(Exercise directions) Copy every line of the data exactly, keeping out any picture.

===== Given data =====

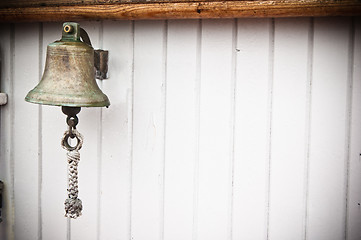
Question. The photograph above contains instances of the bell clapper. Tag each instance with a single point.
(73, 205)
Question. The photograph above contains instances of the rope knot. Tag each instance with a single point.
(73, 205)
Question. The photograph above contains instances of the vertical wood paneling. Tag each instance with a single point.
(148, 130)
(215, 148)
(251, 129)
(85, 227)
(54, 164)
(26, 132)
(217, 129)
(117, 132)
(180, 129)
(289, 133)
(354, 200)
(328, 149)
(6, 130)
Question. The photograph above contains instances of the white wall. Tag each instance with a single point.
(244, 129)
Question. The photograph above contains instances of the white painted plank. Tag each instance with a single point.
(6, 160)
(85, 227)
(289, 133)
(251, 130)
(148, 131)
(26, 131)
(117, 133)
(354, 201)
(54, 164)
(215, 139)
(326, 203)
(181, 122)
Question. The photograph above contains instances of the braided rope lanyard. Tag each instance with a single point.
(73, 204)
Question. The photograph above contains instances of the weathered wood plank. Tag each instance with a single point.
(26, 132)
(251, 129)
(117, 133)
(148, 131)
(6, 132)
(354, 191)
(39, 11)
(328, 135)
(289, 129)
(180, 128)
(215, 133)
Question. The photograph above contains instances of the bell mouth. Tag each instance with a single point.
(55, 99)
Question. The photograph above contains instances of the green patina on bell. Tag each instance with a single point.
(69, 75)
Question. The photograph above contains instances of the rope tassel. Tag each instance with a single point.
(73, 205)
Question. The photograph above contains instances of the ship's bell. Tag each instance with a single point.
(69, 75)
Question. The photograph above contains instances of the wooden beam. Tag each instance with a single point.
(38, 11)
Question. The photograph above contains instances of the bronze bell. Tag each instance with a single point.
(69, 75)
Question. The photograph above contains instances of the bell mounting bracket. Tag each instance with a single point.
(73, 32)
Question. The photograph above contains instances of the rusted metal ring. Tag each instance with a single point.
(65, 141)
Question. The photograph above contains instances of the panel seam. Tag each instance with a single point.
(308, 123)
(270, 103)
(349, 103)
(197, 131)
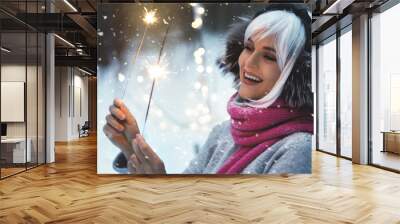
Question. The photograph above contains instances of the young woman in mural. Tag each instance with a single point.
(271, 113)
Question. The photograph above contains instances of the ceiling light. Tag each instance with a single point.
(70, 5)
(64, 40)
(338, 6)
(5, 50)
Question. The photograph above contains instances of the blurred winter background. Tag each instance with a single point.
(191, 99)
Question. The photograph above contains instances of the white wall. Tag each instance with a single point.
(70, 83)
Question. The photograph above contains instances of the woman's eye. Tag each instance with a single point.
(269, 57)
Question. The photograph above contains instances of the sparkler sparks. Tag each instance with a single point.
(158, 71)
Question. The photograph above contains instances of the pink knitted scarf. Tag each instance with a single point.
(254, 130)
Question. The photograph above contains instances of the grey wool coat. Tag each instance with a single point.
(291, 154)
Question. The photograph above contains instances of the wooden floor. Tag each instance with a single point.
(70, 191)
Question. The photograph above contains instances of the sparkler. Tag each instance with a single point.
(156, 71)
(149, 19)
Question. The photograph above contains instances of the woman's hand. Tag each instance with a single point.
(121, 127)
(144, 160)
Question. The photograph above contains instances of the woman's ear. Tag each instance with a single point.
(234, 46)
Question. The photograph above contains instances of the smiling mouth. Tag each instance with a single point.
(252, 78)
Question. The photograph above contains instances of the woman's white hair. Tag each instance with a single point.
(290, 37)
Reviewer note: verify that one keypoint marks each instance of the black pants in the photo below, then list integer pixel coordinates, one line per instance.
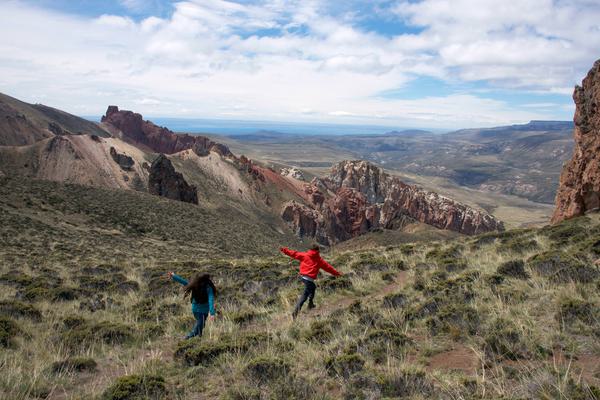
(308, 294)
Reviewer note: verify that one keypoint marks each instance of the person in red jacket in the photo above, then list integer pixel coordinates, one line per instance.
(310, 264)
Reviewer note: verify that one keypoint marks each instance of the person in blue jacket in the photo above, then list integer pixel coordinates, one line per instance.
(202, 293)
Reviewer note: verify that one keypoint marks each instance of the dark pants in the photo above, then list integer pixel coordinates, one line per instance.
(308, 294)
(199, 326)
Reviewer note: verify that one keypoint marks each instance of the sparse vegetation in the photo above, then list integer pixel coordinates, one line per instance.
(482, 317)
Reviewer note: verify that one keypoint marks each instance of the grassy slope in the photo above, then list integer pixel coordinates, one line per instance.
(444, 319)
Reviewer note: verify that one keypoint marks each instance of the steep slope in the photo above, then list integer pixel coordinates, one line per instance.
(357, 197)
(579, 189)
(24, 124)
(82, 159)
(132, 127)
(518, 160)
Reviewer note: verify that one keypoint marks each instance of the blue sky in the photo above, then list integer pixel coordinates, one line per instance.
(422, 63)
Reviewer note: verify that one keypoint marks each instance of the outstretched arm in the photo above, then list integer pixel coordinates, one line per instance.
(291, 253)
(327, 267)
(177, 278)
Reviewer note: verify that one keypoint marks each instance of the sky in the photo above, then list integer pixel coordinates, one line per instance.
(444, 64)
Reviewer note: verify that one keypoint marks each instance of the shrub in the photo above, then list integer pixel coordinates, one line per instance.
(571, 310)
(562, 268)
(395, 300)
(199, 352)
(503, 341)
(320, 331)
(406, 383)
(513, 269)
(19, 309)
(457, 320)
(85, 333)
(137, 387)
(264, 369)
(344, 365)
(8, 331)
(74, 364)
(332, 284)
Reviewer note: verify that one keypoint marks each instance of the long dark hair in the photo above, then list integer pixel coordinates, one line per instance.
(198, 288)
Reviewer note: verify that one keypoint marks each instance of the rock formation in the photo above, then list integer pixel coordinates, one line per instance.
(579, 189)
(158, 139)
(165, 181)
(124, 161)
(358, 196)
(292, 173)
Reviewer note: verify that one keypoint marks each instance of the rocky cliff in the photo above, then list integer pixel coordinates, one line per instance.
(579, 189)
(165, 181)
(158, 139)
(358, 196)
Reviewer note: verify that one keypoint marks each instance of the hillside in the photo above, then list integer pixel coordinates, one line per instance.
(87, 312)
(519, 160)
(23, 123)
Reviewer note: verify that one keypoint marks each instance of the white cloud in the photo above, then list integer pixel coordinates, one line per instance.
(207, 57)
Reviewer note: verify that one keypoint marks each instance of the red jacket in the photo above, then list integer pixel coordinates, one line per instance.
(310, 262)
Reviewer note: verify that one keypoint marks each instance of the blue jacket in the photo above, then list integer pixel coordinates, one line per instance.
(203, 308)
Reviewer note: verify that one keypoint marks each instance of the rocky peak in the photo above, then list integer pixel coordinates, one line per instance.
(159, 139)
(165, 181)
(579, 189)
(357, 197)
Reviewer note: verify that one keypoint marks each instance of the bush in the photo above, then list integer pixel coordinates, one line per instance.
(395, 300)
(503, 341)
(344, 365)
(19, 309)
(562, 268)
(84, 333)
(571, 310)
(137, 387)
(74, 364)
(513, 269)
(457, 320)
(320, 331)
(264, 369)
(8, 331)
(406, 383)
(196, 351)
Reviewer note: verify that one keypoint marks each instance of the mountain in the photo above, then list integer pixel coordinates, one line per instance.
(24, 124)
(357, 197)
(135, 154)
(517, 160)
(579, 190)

=====

(Answer area)
Question. The photograph above contains instances of the bell clapper. Tag each instance with a single point.
(73, 205)
Question. The photograph above contains instances of the rope knot. Tag each instance with a single point.
(73, 205)
Question. The photograph above contains instances of the vertical wood paneling. Tag each instance with a single point.
(148, 130)
(215, 148)
(251, 129)
(85, 227)
(54, 164)
(26, 132)
(217, 129)
(117, 132)
(180, 129)
(289, 133)
(354, 200)
(328, 149)
(6, 130)
Question. The photograph above contains instances of the white wall. Tag each instance with a single point.
(244, 129)
Question. The photograph above contains instances of the white painted plank. Tag each instance with a single point.
(6, 160)
(85, 227)
(289, 133)
(251, 130)
(148, 131)
(26, 131)
(117, 133)
(354, 201)
(54, 164)
(215, 139)
(326, 203)
(181, 122)
Question. The photograph above contains instances of the braided rope lanyard. Tag each instance with a single point.
(73, 204)
Question. The photograph above contains instances of the weathered wood plank. Tag each instance with a single point.
(26, 132)
(251, 129)
(117, 133)
(148, 131)
(6, 132)
(354, 191)
(39, 11)
(328, 135)
(289, 129)
(180, 128)
(215, 133)
Question. The photograph above contains instances of the bell mouth. Tag each instance with a single point.
(55, 99)
Question. The photograph above contains instances of the green patina on bell. Tag each instance with a single point.
(69, 75)
Question. The photograph above contains instances of the rope tassel. Tag each instance with a single point.
(73, 205)
Question. The photograph above contains instances of the ship's bell. Tag each instance with a single point.
(69, 75)
Question. The photograph above contains instances of the wooden beam. Tag each instance with a single point.
(38, 11)
Question. The photograph above contains instances of the bronze bell. Tag each instance with a single point.
(69, 75)
Question. The photograph above contains instances of the bell mounting bracket. Tag each instance with a single point.
(73, 32)
Question. The photograph above contains instances of the rusted metal ring. Tag each instance with a single point.
(65, 141)
Question. The photograph above contains instances of the panel seam. Tag each instance with a single point.
(308, 123)
(270, 103)
(349, 103)
(197, 131)
Question. The photograph above contains instances of the young woman in mural. Tag each instance with a single point.
(271, 113)
Question. The photograph above contains instances of the ceiling light. Tag each instance with a single point.
(70, 5)
(64, 40)
(338, 6)
(5, 50)
Question. The photograph above contains instances of the blurred winter background. Tag each instance with a single point.
(191, 99)
Question. The photograph above contains instances of the white wall. Tag each instance with a single point.
(70, 83)
Question. The photograph above contains instances of the woman's eye. Tag each instance with a single point.
(269, 57)
Question. The photograph above contains instances of the sparkler sparks. Tag each instance with a single point.
(158, 71)
Question. The photograph above contains instances of the pink knitted scarf. Tag each instance with a single point.
(254, 130)
Question. The photograph above contains instances of the grey wool coat. Tag each instance with a single point.
(291, 154)
Question. The photograph above contains instances of the wooden floor. Tag each instance with a single point.
(70, 191)
Question. The photograph above contains instances of the sparkler. Tag each instance with a single point.
(156, 71)
(149, 19)
Question. The photograph above contains instances of the woman's hand. Tag each instance with a single point.
(121, 127)
(144, 160)
Question. The photograph above contains instances of the woman's ear. Tag each instance with a single point.
(234, 46)
Question. The photograph above contains instances of the smiling mouth. Tag each instance with a single point.
(252, 78)
Question. The photograph above contains instances of the woman's white hair. Tag each instance with a single point.
(290, 37)
Reviewer note: verify that one keypoint marks each instance of the black pants in the photo below, then list integer pixel coordinates, one line per instance.
(308, 294)
Reviewer note: verify that one keypoint marks each instance of the person in red jacket in the photo above, then list integer pixel coordinates, one line per instance.
(310, 264)
Reviewer note: verify that one keypoint marks each instance of the person in blue jacket in the photo above, then list integer pixel coordinates, one line per instance.
(202, 293)
Reviewer note: verify that one keypoint marks each instance of the dark pants in the photo above, then list integer pixel coordinates, one line per instance.
(308, 294)
(199, 326)
Reviewer note: verify that one keypoint marks each instance of the sparse vegetation in the photo above, then list integer pixel coordinates, one line per instance.
(482, 317)
Reviewer note: verify that one keypoint marks each instance of the grassy slope in the photo above, then list integer pixel coordinates, one line per instance.
(444, 319)
Reviewer note: verify that one keypoint marks each instance of the steep slope in the photo above, then list integer pixel coordinates, one line per instance.
(357, 197)
(579, 189)
(24, 124)
(82, 159)
(132, 127)
(518, 160)
Reviewer note: verify that one keypoint marks each instance of the blue sky in the photo above, then list integer pixel coordinates, one line per instance.
(422, 63)
Reviewer note: verify that one keypoint marks each instance of the outstretched arm in the photo above, then list integer pixel coordinates, one line per instance.
(291, 253)
(327, 267)
(177, 278)
Reviewer note: verify that one keypoint marks each instance of the sky in the photo above, then list integer pixel coordinates, one line per instance.
(444, 64)
Reviewer note: verify that one keypoint marks each instance of the shrub in the photo above, then list integer pixel coordinates, one line per instance.
(571, 310)
(562, 268)
(395, 300)
(199, 352)
(503, 341)
(320, 331)
(406, 383)
(513, 269)
(19, 309)
(457, 320)
(85, 333)
(137, 387)
(264, 369)
(344, 365)
(8, 331)
(74, 364)
(332, 284)
Reviewer note: verify that one keypoint marks each instance of the long dark hair in the photo above, then list integer pixel coordinates, one line per instance.
(198, 288)
Reviewer note: verify that one keypoint marks each instance of the rock formation in the photo above, then list integer pixel coordinates, one line per instance.
(579, 189)
(158, 139)
(165, 181)
(124, 161)
(358, 196)
(292, 173)
Reviewer note: verify that one keypoint marks each instance of the rocky cliff in the photo above, then list integer pixel coordinates, one line per instance.
(579, 189)
(165, 181)
(158, 139)
(358, 196)
Reviewer note: verify that one keypoint marks each instance of the hillside in the photo above, then list integer pixel coordinates, one line per instance.
(87, 312)
(519, 160)
(23, 123)
Reviewer note: verify that one keypoint marks each instance of the white cloud in the photo above, then list integer pixel coordinates, one line per instance.
(207, 57)
Reviewer note: verify that one keypoint marks each instance of the red jacket in the photo above, then list integer pixel coordinates, one line per instance.
(310, 262)
Reviewer note: verify that one keypoint marks each instance of the blue jacket in the photo above, then list integer pixel coordinates, one line per instance.
(203, 308)
Reviewer note: verify that one keypoint marks each instance of the rocky peak in the photo above, then list integer pixel coordinates, one line per instance.
(159, 139)
(165, 181)
(579, 189)
(357, 197)
Reviewer note: verify that one keypoint marks each instance of the bush in the photo above, then list integer pixel coordinates, one line per instance.
(395, 300)
(503, 341)
(344, 365)
(19, 309)
(562, 268)
(84, 333)
(571, 310)
(137, 387)
(74, 364)
(513, 269)
(457, 320)
(320, 331)
(264, 369)
(8, 331)
(406, 383)
(196, 351)
Reviewer note: verify that one keypoint marks each instance of the mountain in the photo above, then list integer pixel coordinates, one line per instance.
(24, 124)
(357, 197)
(135, 154)
(517, 160)
(579, 190)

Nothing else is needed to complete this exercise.